EXERCISE INSTRUCTIONS: Produce an exact copy of all the records.
== GIVEN DATA ==
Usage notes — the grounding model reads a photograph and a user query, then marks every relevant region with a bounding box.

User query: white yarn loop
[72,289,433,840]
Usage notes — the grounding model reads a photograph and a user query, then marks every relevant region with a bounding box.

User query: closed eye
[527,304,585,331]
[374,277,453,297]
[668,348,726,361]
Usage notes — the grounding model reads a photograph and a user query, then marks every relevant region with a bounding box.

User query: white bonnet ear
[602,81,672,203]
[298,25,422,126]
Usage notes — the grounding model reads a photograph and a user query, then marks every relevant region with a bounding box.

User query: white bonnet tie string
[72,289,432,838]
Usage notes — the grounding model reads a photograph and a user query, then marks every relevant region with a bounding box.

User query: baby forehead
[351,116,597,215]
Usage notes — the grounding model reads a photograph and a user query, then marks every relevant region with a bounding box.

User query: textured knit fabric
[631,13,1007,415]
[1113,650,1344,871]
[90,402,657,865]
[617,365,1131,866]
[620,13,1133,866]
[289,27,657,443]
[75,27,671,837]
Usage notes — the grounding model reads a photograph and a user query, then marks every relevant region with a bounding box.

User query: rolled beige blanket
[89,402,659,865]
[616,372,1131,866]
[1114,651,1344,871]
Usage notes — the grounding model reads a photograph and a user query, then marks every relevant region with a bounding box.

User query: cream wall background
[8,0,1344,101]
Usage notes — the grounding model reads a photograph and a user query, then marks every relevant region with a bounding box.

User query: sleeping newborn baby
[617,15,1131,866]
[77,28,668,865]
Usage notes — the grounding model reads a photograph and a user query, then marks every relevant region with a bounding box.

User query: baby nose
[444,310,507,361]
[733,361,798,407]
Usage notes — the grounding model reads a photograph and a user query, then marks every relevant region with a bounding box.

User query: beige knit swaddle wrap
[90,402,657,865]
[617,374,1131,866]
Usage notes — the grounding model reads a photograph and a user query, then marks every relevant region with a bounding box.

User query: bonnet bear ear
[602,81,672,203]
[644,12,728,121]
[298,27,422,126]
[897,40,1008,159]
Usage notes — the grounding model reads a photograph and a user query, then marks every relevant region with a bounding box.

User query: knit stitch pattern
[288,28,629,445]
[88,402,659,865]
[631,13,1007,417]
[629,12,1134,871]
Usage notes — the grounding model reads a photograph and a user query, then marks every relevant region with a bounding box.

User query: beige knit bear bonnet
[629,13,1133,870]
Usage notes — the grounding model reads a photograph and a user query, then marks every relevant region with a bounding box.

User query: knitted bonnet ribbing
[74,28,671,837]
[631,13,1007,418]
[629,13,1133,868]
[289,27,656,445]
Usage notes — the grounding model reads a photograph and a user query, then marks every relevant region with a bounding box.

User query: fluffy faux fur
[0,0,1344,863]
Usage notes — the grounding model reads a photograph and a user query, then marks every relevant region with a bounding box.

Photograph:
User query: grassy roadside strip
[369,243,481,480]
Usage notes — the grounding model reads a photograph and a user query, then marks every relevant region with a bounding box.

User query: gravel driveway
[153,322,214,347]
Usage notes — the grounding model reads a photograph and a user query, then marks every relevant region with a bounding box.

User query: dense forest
===
WRITTEN RESPONSE:
Usage notes — the grounding model reads a photograph and a user query, then marks every relevant region with a bounding box.

User query: white yarn loop
[72,289,433,840]
Usage notes — the grounding model reads a photograph and a user query, then marks every relevant region with a bounding box.

User query: closed eye
[527,304,585,331]
[374,277,453,297]
[668,348,726,361]
Usage notes — the grounding model reads a photograph and a user query, then marks every relevant region with a bounding box.

User query: white bonnet ear
[602,81,672,203]
[298,25,422,126]
Usage notes — the grounding model reads a photograph and a user query, then marks every relevant region with a bounding box.

User query: white bonnet tie string
[72,289,432,838]
Usage notes — the grounding model reads a photograph and a user query, then marks every relevant region with a bounding box.

User query: baby forehead
[351,116,597,215]
Usage notes — the grounding model reads a photograph and a user query, then marks every relevant region with a bounding box.

User query: textured knit fabric
[631,13,1007,415]
[1113,650,1344,871]
[90,402,657,865]
[617,365,1131,866]
[620,13,1133,866]
[289,27,657,443]
[75,27,671,837]
Usage notes — the grounding model reads a photograph and a user query, then marks every relevant region with a bounding box.

User query: rolled beige blanket
[89,402,659,865]
[616,372,1131,866]
[1114,651,1344,871]
Usage notes — the grounding model reads a photograph and a user query, then marks every relevant region with a bounding box.

User query: cream wall background
[8,0,1344,101]
Usage notes — the grounding model reads a photograph and a user query, then marks every relevant region with a bounding box.

User query: sleeping newborn baby
[617,15,1131,866]
[77,28,668,865]
Usage notes — the grounding model reads a photograph and a user query, then marks every relevant region with a bounding box.

User query: baby nose
[444,310,507,361]
[733,361,798,407]
Usage notes — the grounding model reads a photograph and a user query, then marks every relevant region with a bounding box.

User query: beige knit swaddle wrap
[90,402,657,865]
[617,374,1131,866]
Usage notes — the grounding model reads a photograph and a user query, then marks every relevant region with a bounding box.

User query: bonnet bear ear
[602,81,672,203]
[644,12,728,121]
[298,27,422,126]
[897,40,1008,159]
Usage notes — the grounding model reads a photograph and a user query, then marks every relevant region with a bounding box.

User query: knit stitch pattern
[288,28,629,445]
[88,402,659,865]
[631,13,1007,417]
[629,12,1134,871]
Usage notes — the grounding model reads a photograph and a user query, then marks every relevant region with a bounding box.

User query: beige knit bear bonnet
[629,13,1133,870]
Usage notes — the grounding model reads a photograph and a user query, then marks every relevant region with a bounding box.

User query: knitted bonnet ribbing
[74,28,671,837]
[631,13,1007,418]
[629,13,1133,868]
[289,27,656,445]
Usage notes — the grounding model reads a photograph and a user query, then marks every relevant region with a bounding box.

User query: fluffy faux fur
[0,0,1344,863]
Usage notes — the grounding model reads a photograph and a user query, then marks every relevant region with a bounding box.

Photograph:
User query: grassy roadside strip
[369,243,481,480]
Usage notes — the grounding model reads a photograph and a user query, then marks every relevant region with a bounding box.

User query: gravel driveway
[153,322,214,347]
Usage notes — the grounding model reads a photograph and a user query, then marks every relevant region with a bounding box.

User query: dense forest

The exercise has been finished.